Goal of the exercise: Please copy out each line of the entries in which "stem" appears.

Records from a data collection
+===+
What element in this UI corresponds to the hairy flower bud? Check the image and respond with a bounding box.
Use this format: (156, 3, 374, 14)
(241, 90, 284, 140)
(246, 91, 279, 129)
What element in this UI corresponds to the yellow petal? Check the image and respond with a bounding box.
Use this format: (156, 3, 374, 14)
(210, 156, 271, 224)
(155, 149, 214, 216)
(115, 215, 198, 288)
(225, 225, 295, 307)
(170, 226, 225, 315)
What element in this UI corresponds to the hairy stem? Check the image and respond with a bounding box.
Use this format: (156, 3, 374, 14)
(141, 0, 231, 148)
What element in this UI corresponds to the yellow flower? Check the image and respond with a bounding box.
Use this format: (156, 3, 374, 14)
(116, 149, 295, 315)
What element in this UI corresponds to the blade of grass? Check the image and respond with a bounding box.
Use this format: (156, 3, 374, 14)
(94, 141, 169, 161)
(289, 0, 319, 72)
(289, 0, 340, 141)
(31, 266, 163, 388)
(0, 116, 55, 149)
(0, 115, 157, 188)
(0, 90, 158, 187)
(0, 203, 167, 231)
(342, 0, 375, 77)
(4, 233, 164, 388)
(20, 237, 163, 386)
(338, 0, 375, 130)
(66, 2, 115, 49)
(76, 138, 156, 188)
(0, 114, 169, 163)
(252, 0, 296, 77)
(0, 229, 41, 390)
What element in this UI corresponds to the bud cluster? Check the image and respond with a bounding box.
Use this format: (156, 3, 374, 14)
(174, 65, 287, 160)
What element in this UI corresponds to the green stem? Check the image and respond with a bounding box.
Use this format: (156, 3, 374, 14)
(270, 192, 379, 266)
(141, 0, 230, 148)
+===+
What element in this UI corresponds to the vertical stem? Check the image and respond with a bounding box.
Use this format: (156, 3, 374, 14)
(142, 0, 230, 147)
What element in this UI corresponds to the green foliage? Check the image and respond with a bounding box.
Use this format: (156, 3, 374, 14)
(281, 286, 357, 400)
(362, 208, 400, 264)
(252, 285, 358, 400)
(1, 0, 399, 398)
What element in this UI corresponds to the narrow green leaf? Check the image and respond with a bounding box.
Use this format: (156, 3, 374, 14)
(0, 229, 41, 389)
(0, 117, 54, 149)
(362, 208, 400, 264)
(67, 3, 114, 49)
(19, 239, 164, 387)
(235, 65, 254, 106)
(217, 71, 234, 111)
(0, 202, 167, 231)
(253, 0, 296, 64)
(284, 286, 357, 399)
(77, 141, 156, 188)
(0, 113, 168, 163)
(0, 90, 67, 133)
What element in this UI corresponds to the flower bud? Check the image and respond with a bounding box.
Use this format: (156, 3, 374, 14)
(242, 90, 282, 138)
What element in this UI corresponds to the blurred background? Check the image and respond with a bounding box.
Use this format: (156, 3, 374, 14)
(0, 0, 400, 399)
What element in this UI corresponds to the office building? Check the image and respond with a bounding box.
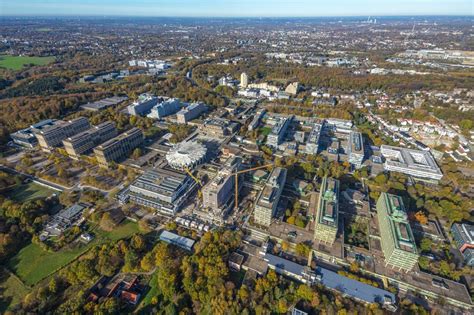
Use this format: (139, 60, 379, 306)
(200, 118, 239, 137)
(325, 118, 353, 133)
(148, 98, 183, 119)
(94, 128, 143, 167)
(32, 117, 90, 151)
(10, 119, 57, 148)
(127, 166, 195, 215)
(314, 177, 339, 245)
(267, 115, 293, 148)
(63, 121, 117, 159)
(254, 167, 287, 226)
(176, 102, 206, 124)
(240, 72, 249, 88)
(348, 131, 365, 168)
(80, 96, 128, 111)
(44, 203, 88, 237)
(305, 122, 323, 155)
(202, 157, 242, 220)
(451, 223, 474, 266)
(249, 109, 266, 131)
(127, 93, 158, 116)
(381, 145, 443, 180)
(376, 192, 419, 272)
+===+
Result below:
What element in this UI corresponds to the hairy stem? Check the image and respond with a bounding box.
What element in this UI corresponds to the green stem? Check the image and respond with a bounding box.
What element in this UI corresponds to the vertical stem? Check the image and respond with a bounding box.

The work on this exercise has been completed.